__YOUR ASSIGNMENT__.
The records below are to be transcribed exactly as they appear.

__DATASET EXTRACT__.
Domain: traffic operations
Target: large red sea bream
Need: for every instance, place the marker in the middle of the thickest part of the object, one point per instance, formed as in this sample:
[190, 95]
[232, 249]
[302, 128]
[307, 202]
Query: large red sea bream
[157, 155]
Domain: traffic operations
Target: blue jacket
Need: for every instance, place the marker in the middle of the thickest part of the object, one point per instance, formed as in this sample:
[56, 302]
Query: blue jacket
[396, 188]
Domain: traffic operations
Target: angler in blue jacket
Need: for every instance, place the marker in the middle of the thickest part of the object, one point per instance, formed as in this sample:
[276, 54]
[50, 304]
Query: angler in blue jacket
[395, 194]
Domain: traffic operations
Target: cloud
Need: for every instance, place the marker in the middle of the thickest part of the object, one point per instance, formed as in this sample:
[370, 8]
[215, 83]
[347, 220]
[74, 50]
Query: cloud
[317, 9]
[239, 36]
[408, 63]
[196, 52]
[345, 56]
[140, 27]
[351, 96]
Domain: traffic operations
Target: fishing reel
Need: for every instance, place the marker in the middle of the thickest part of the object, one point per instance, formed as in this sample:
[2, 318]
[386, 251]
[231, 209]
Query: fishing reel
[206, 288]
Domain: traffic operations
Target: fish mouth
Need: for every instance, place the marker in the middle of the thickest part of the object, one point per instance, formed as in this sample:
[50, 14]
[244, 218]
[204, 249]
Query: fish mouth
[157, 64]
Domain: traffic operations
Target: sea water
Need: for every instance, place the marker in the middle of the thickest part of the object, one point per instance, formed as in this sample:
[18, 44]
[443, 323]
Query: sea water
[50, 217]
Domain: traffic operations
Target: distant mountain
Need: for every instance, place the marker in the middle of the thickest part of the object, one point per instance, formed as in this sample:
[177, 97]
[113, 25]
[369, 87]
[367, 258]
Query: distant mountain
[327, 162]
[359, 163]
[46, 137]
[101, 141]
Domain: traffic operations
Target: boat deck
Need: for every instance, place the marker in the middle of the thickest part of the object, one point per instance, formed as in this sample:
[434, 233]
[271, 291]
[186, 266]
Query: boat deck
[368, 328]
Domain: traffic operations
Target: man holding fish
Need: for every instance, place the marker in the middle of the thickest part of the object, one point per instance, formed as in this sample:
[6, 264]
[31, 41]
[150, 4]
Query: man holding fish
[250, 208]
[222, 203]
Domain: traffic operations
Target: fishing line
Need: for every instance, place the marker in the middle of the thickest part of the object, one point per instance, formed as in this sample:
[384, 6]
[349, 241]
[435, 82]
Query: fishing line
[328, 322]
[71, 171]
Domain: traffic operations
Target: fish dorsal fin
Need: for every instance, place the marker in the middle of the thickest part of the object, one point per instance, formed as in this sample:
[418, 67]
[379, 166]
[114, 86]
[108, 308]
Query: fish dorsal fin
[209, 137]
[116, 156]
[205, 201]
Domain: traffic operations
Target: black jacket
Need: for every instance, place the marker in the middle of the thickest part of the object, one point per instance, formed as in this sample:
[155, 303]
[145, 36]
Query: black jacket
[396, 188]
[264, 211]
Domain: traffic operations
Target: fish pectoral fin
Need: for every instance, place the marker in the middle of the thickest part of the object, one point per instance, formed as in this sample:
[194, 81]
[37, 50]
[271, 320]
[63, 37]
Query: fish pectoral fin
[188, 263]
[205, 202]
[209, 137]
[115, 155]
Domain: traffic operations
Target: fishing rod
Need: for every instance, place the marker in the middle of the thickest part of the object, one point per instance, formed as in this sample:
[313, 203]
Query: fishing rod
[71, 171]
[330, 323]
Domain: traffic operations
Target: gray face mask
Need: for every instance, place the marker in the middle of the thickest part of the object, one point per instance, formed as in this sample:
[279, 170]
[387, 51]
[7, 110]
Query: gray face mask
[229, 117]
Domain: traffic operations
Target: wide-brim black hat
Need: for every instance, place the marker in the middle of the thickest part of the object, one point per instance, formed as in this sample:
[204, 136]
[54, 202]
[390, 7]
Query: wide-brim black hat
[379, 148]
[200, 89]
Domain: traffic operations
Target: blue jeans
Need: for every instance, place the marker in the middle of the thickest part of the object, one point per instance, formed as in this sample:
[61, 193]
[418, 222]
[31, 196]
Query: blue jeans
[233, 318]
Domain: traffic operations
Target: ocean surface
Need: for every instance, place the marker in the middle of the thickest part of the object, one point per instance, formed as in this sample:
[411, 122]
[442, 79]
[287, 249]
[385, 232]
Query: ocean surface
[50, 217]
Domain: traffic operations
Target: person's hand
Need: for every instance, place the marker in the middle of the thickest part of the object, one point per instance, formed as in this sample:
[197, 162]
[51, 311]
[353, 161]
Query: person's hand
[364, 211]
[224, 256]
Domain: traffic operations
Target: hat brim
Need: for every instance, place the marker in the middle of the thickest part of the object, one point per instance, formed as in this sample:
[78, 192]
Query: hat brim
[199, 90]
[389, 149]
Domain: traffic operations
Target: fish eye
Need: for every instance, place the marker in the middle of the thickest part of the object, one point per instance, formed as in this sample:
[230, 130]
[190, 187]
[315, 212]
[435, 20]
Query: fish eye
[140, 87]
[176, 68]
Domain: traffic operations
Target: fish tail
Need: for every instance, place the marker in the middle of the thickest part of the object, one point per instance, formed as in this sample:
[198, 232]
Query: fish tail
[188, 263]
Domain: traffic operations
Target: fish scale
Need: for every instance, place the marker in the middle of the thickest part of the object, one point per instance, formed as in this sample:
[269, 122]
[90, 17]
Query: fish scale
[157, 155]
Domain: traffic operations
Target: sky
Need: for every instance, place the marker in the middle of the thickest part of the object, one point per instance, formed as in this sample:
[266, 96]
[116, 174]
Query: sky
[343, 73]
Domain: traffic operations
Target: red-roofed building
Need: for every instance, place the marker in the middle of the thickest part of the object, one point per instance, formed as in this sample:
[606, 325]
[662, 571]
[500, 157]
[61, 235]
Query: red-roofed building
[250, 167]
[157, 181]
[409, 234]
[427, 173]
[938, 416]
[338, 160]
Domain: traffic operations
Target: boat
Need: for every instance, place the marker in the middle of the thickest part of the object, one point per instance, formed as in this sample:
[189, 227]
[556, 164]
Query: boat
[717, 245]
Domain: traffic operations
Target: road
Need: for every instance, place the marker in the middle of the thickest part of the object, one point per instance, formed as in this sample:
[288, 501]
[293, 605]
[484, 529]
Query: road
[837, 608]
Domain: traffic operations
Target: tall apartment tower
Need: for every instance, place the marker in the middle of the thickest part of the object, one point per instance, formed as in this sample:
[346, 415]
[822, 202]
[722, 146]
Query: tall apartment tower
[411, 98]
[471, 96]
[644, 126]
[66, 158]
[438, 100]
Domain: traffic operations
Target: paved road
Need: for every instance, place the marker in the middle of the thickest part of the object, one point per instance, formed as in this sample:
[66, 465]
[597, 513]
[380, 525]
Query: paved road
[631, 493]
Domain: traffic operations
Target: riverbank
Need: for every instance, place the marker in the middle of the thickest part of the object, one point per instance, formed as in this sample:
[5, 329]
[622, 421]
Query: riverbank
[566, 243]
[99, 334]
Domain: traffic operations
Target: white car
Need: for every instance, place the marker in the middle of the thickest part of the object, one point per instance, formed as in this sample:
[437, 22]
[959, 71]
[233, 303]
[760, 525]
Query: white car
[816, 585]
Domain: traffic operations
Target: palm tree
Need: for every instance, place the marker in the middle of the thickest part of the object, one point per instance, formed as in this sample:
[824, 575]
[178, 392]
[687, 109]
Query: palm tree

__TASK RESPONSE__.
Domain: traffic operations
Target: large red sea bream
Need: for every instance, place the marker in the middle of the thickest part of the object, one point per instance, formed as in this sample:
[190, 95]
[232, 249]
[302, 128]
[307, 202]
Query: large red sea bream
[157, 155]
Domain: traffic operations
Target: blue jacket
Need: for every instance, place the marker in the middle of the thickest part of the object, one point per instance, formed as in this sample:
[56, 302]
Query: blue jacket
[396, 188]
Domain: traffic operations
Target: angler in blue jacket
Need: for every instance, place the marker in the middle of the thickest part of the object, one point per instance, formed as in this sample:
[276, 54]
[50, 304]
Query: angler in blue jacket
[395, 194]
Domain: traffic operations
Target: cloud
Need: for every instance, place the marker in the middle of the thickest part of the object, one point per instance, formed as in this sample:
[370, 8]
[215, 83]
[347, 220]
[74, 50]
Query: cloud
[317, 9]
[239, 36]
[408, 63]
[196, 52]
[345, 56]
[140, 27]
[351, 96]
Domain: traffic operations
Target: fishing reel
Need: for every instance, place the marker in the middle of the thickest part of the object, one point per instance, formed as in this sample:
[2, 318]
[386, 251]
[231, 209]
Query: fishing reel
[206, 288]
Domain: traffic operations
Target: fish mouth
Need: for every instance, place the marker in the middle of the thickest part of the object, one point per instance, formed as in this sample:
[50, 14]
[244, 218]
[204, 249]
Query: fish mouth
[157, 64]
Domain: traffic operations
Target: sea water
Need: for every instance, place the marker in the middle of the thickest part of the object, one point per instance, formed as in this sample:
[18, 44]
[443, 323]
Query: sea water
[50, 217]
Domain: traffic operations
Target: distant mountain
Need: for every instance, place the marker in the middle of the thickest part of the object, one point per instance, formed as in this sample:
[177, 97]
[113, 25]
[369, 87]
[367, 258]
Query: distant mountain
[327, 162]
[359, 163]
[46, 137]
[101, 141]
Domain: traffic operations
Target: boat deck
Need: for every instance, place the marker in the middle of the thickest part of the object, one point per instance, formed as in this sample:
[434, 233]
[271, 291]
[186, 266]
Query: boat deck
[368, 328]
Domain: traffic operations
Target: man holding fish
Need: for every instance, place the marker in the middle of the thickest part of the object, one point per instance, formed as in this sample:
[6, 264]
[31, 41]
[150, 4]
Query: man holding fish
[250, 208]
[222, 203]
Domain: traffic operations
Target: fishing line
Need: for every instance, place the marker in the middle of the thickest part of the object, one point per instance, formed as in this sample:
[384, 6]
[349, 241]
[435, 82]
Query: fishing line
[328, 322]
[71, 171]
Domain: traffic operations
Target: fish dorsal fin
Need: for every instance, place the marker in the middle of the thickest part of the object, one point per instance, formed as in this sample:
[418, 67]
[379, 166]
[114, 86]
[108, 308]
Query: fish dorsal fin
[209, 137]
[116, 156]
[205, 201]
Domain: traffic operations
Target: black jacket
Need: for every instance, place the marker in the middle of the thickest part of the object, one point per instance, formed as in this sample:
[155, 303]
[145, 36]
Query: black jacket
[396, 188]
[264, 211]
Domain: traffic operations
Target: fish pectoral fin
Need: for every instance, place the marker in the middle of the thickest part of the object, one point per instance, formed as in this sample:
[194, 81]
[37, 50]
[271, 320]
[63, 37]
Query: fish pectoral fin
[188, 263]
[205, 202]
[209, 137]
[115, 155]
Domain: traffic operations
Target: fishing rod
Need: for every instance, place the marker in the middle of the thickest part of the object, one point per instance, formed as in this sample:
[313, 203]
Query: fishing rod
[71, 171]
[330, 323]
Domain: traffic operations
Target: gray face mask
Need: for every instance, place the marker in the middle of the thickest part of the object, one point per instance, formed as in this sample:
[279, 170]
[387, 51]
[7, 110]
Query: gray face mask
[229, 117]
Domain: traffic operations
Target: wide-brim black hat
Need: for every instance, place the marker in the middle of the thickest part of the object, one point per instance, formed as in this sample:
[204, 136]
[54, 202]
[390, 7]
Query: wide-brim black hat
[379, 148]
[200, 89]
Domain: traffic operations
Target: blue jeans
Need: for every instance, place the marker in the middle of the thickest part of the object, one point per instance, formed as in this sample:
[61, 193]
[418, 222]
[31, 196]
Query: blue jeans
[233, 318]
Domain: traffic operations
Target: ocean surface
Need: for every instance, place the marker in the middle of the thickest part of the object, one point per instance, formed as in this sample:
[411, 122]
[442, 79]
[287, 249]
[385, 232]
Query: ocean surface
[50, 217]
Domain: traffic operations
Target: person's hand
Need: for every instance, place the marker in the middle of the thickest part of the object, one point per instance, formed as in this sample:
[197, 162]
[51, 311]
[353, 161]
Query: person's hand
[364, 211]
[224, 256]
Domain: traffic operations
Target: hat brim
Need: for every instance, place the marker in the middle of the thickest part of the object, one point per instance, formed as in this sample:
[78, 192]
Query: hat brim
[199, 90]
[389, 149]
Domain: traffic operations
Target: fish eye
Need: for every instance, place the marker in the middle of the thickest part of the object, one point per instance, formed as in this sample:
[230, 130]
[190, 187]
[315, 212]
[435, 20]
Query: fish eye
[140, 87]
[176, 68]
Domain: traffic operations
Target: fish tail
Need: for every instance, place the marker in the middle of the thickest part of the object, one point per instance, formed as in this sample:
[198, 232]
Query: fish tail
[188, 263]
Domain: traffic operations
Target: fish scale
Need: for every instance, place the marker in the middle of the thickest part of the object, one point per instance, formed as in this sample:
[269, 122]
[90, 17]
Query: fish scale
[157, 155]
Domain: traffic operations
Target: sky
Need: for every instance, place the marker in the middle of the thickest part of the object, one point per instance, formed as in this sample:
[266, 96]
[116, 174]
Query: sky
[343, 73]
Domain: traffic operations
Target: red-roofed building
Need: for every instance, place the marker in the middle of the thickest part of the object, one point per instance, formed as in this sample:
[606, 325]
[662, 571]
[500, 157]
[61, 235]
Query: red-roofed building
[250, 167]
[157, 181]
[409, 234]
[427, 173]
[938, 416]
[338, 160]
Domain: traffic operations
Target: boat
Need: for every instance, place the marker in the middle of the thickest part of the object, one point per instance, formed as in this sample:
[189, 227]
[556, 164]
Query: boat
[717, 245]
Domain: traffic operations
Target: road
Need: for every instance, place the marker in the middle of the thickest part of the object, one point per instance, formed as in this sample:
[288, 501]
[293, 605]
[484, 529]
Query: road
[837, 608]
Domain: traffic operations
Target: tall apartment tower
Need: for every instance, place the marker in the middle of the thickest part of the object, one point per instance, formed as in this sample:
[346, 415]
[822, 202]
[722, 146]
Query: tall apartment tower
[411, 98]
[471, 96]
[644, 126]
[66, 158]
[438, 100]
Domain: traffic operations
Target: paved road
Need: for every instance, place the marker in the middle of the thickest part of the object, one point per instance, formed as in this sample:
[66, 465]
[597, 513]
[380, 525]
Query: paved road
[631, 493]
Domain: traffic operations
Target: riverbank
Need: for every instance, place the marker in the middle of the thickest part of the object, one point per instance, formed as in this sample:
[5, 329]
[622, 421]
Query: riverbank
[566, 243]
[99, 334]
Domain: traffic operations
Target: white car
Need: for every instance, place the marker in the middle of the thickest part of the object, one point per instance, formed as in this sample:
[437, 22]
[959, 71]
[233, 303]
[760, 525]
Query: white car
[816, 585]
Domain: traffic operations
Target: palm tree
Need: for every instance, place the marker in the middle of the thickest part of the object, one point per instance, formed as in this sample:
[824, 575]
[178, 392]
[687, 109]
Query: palm tree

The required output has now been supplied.